(Instructions for the task) Which lines in the records below contain the word "white"? Return each of those lines in full.

(Records to use)
----
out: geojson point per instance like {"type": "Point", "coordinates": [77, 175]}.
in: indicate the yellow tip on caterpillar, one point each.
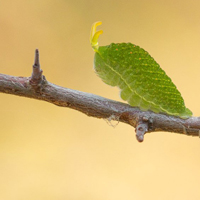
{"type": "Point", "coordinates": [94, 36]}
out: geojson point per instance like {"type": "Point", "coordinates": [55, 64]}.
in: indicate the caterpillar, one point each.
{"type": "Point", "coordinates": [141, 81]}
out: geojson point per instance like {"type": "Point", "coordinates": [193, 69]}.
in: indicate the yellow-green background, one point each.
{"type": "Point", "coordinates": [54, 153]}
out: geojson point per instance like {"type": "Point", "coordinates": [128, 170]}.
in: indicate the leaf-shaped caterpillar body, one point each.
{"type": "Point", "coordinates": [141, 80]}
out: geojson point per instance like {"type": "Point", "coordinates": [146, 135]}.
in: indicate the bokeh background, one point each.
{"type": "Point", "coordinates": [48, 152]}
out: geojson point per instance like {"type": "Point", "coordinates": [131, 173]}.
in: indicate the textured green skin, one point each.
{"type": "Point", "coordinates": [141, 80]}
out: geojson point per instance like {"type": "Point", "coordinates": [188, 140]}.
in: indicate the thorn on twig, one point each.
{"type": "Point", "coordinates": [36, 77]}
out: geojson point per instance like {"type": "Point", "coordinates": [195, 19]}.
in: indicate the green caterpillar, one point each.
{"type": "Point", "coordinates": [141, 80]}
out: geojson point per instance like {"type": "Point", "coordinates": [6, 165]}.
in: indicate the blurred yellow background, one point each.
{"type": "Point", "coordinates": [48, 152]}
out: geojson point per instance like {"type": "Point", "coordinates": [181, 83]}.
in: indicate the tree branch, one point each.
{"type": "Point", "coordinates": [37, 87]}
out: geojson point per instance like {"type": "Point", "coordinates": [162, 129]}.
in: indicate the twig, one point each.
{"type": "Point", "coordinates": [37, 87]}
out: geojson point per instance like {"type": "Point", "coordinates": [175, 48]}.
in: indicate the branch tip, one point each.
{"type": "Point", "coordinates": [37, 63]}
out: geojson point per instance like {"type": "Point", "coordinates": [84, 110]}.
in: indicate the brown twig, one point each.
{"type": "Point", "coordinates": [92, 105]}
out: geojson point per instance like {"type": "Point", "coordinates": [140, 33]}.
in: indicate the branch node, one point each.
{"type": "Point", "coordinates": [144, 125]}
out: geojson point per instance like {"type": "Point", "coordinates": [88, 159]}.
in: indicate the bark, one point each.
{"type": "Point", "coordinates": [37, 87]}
----
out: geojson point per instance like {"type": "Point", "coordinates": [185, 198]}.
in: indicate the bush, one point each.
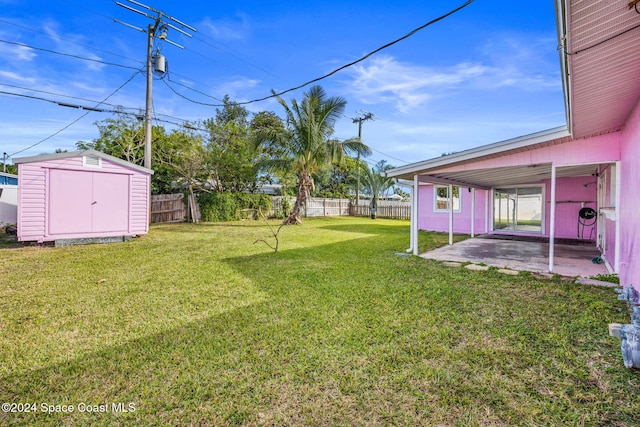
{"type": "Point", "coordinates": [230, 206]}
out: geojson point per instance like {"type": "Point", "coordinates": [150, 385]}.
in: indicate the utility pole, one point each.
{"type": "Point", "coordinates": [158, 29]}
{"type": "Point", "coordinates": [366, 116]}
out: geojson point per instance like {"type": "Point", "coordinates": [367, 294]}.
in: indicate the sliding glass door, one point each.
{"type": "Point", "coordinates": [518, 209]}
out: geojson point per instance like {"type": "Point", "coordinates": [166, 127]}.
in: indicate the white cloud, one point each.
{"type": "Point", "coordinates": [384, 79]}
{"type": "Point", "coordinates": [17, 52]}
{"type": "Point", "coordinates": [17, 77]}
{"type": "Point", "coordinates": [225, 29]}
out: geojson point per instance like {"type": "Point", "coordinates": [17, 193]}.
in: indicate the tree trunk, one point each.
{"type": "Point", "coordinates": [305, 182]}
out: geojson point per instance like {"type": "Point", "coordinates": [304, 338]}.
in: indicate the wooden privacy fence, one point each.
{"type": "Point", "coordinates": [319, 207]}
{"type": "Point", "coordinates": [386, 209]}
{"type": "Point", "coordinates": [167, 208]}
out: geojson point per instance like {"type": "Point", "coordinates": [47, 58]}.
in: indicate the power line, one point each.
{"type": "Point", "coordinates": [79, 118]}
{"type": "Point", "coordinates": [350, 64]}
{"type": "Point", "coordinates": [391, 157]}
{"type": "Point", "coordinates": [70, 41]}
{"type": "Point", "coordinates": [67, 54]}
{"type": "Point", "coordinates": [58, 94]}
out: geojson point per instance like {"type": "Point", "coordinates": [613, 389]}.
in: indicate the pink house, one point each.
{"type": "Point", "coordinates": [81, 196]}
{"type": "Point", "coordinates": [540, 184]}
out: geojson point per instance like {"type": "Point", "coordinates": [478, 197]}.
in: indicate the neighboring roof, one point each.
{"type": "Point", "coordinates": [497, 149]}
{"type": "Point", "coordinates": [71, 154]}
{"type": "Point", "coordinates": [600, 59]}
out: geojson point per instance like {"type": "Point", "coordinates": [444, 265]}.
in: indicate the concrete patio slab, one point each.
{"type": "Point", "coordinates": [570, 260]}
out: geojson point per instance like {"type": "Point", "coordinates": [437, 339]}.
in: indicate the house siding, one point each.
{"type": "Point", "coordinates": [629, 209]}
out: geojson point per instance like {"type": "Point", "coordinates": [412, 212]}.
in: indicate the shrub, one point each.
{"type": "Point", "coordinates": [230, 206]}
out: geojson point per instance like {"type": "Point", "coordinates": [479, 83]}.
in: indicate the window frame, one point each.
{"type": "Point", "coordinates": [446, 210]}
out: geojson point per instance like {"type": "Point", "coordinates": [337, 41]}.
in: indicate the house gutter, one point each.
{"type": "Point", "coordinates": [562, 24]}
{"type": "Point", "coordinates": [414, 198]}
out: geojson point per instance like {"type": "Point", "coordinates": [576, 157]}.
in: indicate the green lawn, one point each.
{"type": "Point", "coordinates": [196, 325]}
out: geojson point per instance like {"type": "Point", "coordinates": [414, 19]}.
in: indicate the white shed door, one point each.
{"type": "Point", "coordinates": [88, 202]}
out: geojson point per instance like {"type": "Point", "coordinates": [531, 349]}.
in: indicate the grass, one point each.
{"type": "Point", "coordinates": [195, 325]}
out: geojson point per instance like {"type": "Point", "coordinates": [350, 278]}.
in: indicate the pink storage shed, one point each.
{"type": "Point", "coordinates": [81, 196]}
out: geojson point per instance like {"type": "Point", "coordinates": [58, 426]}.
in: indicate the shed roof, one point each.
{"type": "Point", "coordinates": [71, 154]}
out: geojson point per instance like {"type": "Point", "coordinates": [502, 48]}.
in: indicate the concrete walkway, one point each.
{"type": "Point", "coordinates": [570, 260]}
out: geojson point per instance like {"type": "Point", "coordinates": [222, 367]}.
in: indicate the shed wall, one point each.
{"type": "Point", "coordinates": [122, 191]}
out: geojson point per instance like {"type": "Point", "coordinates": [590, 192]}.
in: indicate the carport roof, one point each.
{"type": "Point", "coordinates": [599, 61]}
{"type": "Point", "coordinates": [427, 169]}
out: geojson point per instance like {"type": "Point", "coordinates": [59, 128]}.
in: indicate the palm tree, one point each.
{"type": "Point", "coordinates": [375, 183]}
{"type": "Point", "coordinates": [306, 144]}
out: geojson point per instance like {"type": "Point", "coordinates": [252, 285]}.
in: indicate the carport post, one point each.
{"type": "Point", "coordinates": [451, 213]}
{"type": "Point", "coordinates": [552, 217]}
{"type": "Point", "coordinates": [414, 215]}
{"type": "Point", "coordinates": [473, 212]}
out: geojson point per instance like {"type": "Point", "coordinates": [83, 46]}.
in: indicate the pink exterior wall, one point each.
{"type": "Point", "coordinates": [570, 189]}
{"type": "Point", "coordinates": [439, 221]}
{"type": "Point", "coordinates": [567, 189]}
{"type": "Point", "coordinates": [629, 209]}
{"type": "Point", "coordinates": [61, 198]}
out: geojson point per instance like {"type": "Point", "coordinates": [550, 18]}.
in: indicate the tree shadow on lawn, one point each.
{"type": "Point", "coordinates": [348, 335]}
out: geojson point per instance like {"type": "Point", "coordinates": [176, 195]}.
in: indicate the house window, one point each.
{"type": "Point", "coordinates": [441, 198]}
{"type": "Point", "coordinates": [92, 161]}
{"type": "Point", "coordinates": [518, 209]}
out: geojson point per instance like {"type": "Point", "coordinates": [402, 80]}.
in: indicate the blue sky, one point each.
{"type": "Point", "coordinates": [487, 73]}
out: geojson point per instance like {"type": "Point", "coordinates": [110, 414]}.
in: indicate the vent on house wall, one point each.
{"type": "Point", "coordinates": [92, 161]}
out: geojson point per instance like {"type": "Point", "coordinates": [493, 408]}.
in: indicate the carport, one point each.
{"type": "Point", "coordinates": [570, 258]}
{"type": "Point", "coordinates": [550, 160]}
----
(Answer to this exercise)
in: indicate the white cloud, one point each.
in: indicate the white shed door, one point each.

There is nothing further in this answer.